Пожалуйста, процитируйте дословно часть избранного отрывка, начиная со слов «Все, что он» и заканчивая словами «для него обстоятельством.».

+++ Избранный отрывок

Все, что он говорил, как я сам убедился потом, было дельно и удобоисполнимо. Раз даже, гуляя со мной, он, для доказательства, вывел меня из крепости без всякого затруднения. Караул, стоявший на крепостных воротах, не обратил даже на нас внимания. Но у меня не было ни средств, ни желания воспользоваться его предложением. Я и теперь считаю, что было бы малодушно, нехорошо, если бы кто-нибудь из нас захотел отделить свою судьбу от судьбы своих товарищей. Из всех нас никто не подумал даже уклониться бегством от предстоящей ему участи. Один только Тургенев отсутствием своим избежал заключения и ссылки, но он был за границею, когда умер покойный император Александр и началось наше дело; зная же наперед, как оно будет обсуждено, не явился ни к суду, ни после осуждения своего. Следовательно, он не прибегал к бегству, а только воспользовался случайным для него обстоятельством.

++++++
+++ Исходные данные

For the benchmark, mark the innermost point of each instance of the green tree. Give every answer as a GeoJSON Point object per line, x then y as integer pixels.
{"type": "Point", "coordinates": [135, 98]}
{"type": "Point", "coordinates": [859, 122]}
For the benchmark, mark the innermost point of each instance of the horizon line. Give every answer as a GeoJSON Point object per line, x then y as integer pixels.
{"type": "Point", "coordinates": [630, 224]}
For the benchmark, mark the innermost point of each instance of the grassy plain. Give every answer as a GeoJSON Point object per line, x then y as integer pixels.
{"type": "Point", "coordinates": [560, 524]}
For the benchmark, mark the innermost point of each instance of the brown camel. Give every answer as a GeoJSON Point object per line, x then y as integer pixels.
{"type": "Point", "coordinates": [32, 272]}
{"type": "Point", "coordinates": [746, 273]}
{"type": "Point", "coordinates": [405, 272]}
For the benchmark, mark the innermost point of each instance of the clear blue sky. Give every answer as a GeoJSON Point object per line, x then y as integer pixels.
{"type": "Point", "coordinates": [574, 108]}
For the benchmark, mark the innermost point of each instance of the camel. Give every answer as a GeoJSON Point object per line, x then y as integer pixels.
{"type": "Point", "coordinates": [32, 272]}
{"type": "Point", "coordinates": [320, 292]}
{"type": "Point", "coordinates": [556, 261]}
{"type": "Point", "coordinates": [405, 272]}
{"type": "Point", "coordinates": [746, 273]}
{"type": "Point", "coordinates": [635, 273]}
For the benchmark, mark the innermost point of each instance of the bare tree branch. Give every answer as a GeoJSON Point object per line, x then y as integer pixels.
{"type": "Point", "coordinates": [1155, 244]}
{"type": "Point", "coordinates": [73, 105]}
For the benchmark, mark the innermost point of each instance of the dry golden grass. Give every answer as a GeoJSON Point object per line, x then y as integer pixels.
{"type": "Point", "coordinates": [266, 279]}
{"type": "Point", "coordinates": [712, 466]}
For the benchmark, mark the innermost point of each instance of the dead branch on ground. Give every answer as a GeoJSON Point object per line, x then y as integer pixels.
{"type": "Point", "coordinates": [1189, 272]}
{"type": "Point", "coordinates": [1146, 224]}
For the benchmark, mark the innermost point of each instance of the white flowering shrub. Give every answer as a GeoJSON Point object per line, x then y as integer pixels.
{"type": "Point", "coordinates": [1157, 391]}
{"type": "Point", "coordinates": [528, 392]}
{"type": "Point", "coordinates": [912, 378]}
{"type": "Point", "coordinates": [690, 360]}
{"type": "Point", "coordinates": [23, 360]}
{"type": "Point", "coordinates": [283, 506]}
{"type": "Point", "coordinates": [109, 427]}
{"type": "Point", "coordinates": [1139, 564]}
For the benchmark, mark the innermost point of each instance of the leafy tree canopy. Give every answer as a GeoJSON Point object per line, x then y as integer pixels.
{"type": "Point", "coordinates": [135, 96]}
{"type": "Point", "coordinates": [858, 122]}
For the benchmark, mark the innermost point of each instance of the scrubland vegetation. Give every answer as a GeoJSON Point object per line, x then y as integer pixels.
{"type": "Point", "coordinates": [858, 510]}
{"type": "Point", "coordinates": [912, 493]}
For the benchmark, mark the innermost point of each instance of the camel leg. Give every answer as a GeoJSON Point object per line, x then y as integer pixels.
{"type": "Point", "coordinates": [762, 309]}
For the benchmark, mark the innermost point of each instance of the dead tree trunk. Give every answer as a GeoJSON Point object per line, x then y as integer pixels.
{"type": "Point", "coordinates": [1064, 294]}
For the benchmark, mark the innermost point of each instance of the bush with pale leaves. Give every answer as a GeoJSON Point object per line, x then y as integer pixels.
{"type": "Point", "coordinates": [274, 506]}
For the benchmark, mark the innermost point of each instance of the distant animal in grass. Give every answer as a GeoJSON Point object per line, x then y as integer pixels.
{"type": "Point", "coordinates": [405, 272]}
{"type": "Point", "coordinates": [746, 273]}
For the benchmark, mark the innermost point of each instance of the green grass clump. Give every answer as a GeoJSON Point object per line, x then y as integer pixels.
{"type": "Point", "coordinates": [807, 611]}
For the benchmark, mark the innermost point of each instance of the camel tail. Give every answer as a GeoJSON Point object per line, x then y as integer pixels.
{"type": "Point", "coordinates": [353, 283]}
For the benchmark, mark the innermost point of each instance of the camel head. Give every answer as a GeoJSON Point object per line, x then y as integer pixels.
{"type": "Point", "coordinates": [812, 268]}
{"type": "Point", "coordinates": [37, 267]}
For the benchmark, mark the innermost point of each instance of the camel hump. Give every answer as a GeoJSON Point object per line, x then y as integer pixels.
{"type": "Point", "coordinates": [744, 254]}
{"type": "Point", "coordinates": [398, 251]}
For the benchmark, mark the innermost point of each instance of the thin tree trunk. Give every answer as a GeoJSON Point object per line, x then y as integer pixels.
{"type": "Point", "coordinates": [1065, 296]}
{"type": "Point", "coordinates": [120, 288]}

++++++

* Ответ
Все, что он говорил, как я сам убедился потом, было дельно и удобоисполнимо. Раз даже, гуляя со мной, он, для доказательства, вывел меня из крепости без всякого затруднения. Караул, стоявший на крепостных воротах, не обратил даже на нас внимания. Но у меня не было ни средств, ни желания воспользоваться его предложением. Я и теперь считаю, что было бы малодушно, нехорошо, если бы кто-нибудь из нас захотел отделить свою судьбу от судьбы своих товарищей. Из всех нас никто не подумал даже уклониться бегством от предстоящей ему участи. Один только Тургенев отсутствием своим избежал заключения и ссылки, но он был за границею, когда умер покойный император Александр и началось наше дело; зная же наперед, как оно будет обсуждено, не явился ни к суду, ни после осуждения своего. Следовательно, он не прибегал к бегству, а только воспользовался случайным для него обстоятельством.